Analysts at Jefferies have projected that the gold loan ban will adversely impact IIFL’s profitability. According to their assessment, the RBI’s directive is likely to result in a significant reduction in earnings due to the rapid unwinding of the company’s profitable gold loan portfolio. Considering the uncertain timeline for the ban’s removal, Jefferies anticipates that the ban could persist for approximately 9 months.

In light of this, the brokerage firm predicts a 1 percent year-on-year decline in assets under management (AUM) and a substantial 51 percent year-on-year decrease in gold AUM for FY25. Additionally, Jefferies has slashed the earnings per share (EPS) estimates for FY25-26 by 26 percent to 27 percent and the return on equity (RoE) by 460-480 basis points (bps). They have forecasted a muted EPS compounded annual growth rate (CAGR) of 5 percent and RoE in the range of 15-15.8 percent over the period spanning FY24-26.

In its exchange filing, the company stated that over the past few months, the Reserve Bank of India (RBI) has been in discussions with the senior management and statutory auditors regarding the identified deficiencies. However, as of yet, no significant corrective measures have been implemented.

Despite the ban on issuing new gold loans, the RBI has granted permission for the company to continue servicing its existing gold loan portfolio through standard collection and recovery procedures.

# REQUIRED ACTIONS
• a. Update the passage on the IIFL gold loan ban from "In light of" up to and including "have been implemented.", putting "investment firm" in place of "brokerage firm".
• b. Answer these questions from the passage on the IIFL gold loan ban.
(i) For roughly how long does Jefferies expect the ban to persist?
(ii) By how much has Jefferies cut its EPS estimates for FY25-26?
(iii) What has the RBI still permitted the company to do despite the ban?

# RECORDED DATA
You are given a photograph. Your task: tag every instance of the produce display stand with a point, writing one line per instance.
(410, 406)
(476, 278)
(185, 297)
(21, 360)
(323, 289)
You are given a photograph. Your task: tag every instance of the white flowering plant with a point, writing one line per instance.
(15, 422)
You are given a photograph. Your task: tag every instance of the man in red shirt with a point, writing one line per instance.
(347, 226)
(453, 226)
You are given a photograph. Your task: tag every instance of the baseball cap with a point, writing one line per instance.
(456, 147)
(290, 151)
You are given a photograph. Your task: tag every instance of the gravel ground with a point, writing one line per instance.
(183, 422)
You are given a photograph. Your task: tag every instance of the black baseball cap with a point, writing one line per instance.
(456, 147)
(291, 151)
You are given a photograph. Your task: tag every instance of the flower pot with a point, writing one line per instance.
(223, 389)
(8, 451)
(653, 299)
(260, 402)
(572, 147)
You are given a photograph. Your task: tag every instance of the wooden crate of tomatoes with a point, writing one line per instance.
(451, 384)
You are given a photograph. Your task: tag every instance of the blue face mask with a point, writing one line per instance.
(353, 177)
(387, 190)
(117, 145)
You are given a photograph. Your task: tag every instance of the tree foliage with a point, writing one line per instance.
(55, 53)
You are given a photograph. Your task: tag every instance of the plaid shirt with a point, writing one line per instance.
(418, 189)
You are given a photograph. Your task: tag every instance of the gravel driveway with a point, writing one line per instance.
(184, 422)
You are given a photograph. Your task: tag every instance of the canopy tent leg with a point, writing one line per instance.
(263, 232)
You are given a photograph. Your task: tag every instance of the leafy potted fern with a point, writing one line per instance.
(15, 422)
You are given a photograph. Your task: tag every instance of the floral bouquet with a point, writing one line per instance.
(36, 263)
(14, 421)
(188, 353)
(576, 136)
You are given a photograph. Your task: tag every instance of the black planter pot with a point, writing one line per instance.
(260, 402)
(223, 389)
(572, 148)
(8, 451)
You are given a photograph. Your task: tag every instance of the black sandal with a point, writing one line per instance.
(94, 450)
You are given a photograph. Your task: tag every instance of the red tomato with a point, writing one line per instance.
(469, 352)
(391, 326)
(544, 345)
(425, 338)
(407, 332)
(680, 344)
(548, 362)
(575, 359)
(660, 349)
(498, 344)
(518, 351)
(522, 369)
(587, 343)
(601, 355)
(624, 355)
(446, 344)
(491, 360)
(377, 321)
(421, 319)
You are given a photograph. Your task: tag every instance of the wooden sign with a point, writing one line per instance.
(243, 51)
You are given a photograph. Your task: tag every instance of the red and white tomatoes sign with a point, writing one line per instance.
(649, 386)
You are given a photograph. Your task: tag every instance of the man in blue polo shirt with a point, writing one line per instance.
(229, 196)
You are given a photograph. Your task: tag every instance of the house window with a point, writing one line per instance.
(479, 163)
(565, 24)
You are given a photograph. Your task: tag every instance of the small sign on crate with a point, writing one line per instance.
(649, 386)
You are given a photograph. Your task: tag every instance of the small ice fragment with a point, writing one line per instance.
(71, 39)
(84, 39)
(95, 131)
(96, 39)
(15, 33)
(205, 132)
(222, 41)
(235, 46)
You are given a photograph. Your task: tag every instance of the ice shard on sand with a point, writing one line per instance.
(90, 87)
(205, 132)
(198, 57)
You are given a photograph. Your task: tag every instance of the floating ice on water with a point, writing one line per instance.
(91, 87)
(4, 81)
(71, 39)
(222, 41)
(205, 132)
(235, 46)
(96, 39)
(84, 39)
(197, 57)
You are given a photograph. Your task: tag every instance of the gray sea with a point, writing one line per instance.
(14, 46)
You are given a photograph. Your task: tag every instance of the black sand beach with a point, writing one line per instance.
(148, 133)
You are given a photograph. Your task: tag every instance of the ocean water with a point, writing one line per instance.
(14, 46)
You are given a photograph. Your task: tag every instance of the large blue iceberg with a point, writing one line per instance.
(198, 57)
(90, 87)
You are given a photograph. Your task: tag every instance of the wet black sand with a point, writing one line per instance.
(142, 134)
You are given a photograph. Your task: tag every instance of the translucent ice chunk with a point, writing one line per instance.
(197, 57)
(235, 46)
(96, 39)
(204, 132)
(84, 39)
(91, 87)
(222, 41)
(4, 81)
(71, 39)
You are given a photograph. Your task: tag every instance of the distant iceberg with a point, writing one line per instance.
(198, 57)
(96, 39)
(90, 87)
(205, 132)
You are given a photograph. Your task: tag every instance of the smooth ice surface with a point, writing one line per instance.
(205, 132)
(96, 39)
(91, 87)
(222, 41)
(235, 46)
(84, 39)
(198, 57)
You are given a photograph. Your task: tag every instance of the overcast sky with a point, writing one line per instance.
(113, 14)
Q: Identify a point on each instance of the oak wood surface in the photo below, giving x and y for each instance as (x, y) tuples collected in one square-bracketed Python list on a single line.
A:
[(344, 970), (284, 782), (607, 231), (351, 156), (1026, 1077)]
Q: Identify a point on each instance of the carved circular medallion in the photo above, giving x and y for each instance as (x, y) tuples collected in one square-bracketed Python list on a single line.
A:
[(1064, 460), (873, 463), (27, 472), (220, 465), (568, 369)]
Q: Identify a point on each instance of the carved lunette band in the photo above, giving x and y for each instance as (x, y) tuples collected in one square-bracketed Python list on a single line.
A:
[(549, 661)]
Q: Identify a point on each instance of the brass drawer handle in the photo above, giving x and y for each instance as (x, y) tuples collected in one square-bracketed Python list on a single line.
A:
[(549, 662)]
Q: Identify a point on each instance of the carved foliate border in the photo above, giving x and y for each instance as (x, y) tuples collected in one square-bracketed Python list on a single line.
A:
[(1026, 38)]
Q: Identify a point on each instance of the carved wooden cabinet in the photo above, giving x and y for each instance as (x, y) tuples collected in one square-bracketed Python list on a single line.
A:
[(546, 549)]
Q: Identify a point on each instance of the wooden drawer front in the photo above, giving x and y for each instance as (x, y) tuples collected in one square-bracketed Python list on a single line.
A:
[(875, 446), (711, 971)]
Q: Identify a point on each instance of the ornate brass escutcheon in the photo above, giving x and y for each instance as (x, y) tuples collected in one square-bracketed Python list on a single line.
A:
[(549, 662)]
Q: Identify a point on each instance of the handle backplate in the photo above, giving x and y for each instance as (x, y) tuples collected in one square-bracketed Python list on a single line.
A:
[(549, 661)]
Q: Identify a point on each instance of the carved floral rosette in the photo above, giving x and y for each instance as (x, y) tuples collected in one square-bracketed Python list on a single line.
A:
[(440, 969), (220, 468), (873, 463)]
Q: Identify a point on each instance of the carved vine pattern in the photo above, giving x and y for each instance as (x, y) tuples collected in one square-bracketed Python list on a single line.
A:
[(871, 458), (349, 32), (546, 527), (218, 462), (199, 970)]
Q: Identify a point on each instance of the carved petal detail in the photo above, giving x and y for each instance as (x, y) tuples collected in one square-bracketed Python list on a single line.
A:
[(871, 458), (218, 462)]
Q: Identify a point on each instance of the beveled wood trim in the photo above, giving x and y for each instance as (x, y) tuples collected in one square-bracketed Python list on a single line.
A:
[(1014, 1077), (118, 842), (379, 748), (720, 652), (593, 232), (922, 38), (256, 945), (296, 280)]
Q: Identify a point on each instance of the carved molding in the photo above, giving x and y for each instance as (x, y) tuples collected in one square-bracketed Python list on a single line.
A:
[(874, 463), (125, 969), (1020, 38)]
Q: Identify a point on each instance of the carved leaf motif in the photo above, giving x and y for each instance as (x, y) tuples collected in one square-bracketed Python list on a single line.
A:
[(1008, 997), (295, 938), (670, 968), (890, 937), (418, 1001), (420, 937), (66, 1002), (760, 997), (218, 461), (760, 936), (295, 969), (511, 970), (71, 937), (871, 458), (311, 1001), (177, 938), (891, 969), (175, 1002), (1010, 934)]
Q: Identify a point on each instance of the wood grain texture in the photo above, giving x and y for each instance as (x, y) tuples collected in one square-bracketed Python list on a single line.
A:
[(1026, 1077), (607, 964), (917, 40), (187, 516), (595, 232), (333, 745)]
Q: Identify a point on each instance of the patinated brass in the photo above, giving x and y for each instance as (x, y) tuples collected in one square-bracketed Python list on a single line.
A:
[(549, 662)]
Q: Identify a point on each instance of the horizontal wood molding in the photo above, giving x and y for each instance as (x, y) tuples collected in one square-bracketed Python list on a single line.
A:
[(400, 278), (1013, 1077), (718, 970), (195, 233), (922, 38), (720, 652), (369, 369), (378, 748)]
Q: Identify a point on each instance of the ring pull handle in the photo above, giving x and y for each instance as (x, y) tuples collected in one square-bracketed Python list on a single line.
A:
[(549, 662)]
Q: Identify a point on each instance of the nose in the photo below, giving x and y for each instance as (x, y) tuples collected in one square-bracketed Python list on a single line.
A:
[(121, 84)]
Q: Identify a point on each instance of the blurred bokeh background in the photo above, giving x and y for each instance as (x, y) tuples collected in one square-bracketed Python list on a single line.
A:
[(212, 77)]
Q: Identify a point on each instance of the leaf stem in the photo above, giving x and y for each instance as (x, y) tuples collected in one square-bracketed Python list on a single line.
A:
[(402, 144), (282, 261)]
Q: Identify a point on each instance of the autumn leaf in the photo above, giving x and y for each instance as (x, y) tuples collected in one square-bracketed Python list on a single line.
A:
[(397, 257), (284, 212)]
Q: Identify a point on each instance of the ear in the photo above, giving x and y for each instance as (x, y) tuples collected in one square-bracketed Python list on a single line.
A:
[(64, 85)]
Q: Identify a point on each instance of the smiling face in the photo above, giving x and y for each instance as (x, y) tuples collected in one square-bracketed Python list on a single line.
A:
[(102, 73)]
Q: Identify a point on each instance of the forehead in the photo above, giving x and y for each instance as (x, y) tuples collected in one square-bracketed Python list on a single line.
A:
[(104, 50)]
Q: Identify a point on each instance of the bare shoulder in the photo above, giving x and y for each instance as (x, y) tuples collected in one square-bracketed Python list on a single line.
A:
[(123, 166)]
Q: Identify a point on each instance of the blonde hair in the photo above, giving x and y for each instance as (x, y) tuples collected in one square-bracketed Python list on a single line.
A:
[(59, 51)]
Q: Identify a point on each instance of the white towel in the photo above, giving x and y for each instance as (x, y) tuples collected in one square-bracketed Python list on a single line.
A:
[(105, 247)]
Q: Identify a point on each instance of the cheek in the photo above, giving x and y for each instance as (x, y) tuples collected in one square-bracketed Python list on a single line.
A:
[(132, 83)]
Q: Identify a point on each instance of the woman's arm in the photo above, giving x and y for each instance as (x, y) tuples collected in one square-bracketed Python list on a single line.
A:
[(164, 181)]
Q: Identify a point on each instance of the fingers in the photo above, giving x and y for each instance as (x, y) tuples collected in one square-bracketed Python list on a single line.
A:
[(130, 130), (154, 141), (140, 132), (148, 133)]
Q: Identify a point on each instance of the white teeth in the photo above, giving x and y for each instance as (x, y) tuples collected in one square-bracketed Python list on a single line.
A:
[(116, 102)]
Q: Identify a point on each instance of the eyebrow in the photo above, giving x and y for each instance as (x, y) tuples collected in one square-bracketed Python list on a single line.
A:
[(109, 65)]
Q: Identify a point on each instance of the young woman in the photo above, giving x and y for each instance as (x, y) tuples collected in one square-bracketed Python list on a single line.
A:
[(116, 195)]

# SET OF ANSWERS
• a.
In light of this, the investment firm predicts a 1 percent year-on-year decline in assets under management (AUM) and a substantial 51 percent year-on-year decrease in gold AUM for FY25. Additionally, Jefferies has slashed the earnings per share (EPS) estimates for FY25-26 by 26 percent to 27 percent and the return on equity (RoE) by 460-480 basis points (bps). They have forecasted a muted EPS compounded annual growth rate (CAGR) of 5 percent and RoE in the range of 15-15.8 percent over the period spanning FY24-26.

In its exchange filing, the company stated that over the past few months, the Reserve Bank of India (RBI) has been in discussions with the senior management and statutory auditors regarding the identified deficiencies. However, as of yet, no significant corrective measures have been implemented.

• b.
(i) Approximately 9 months.
(ii) By 26 percent to 27 percent.
(iii) It may continue servicing its existing gold loan portfolio through standard collection and recovery procedures.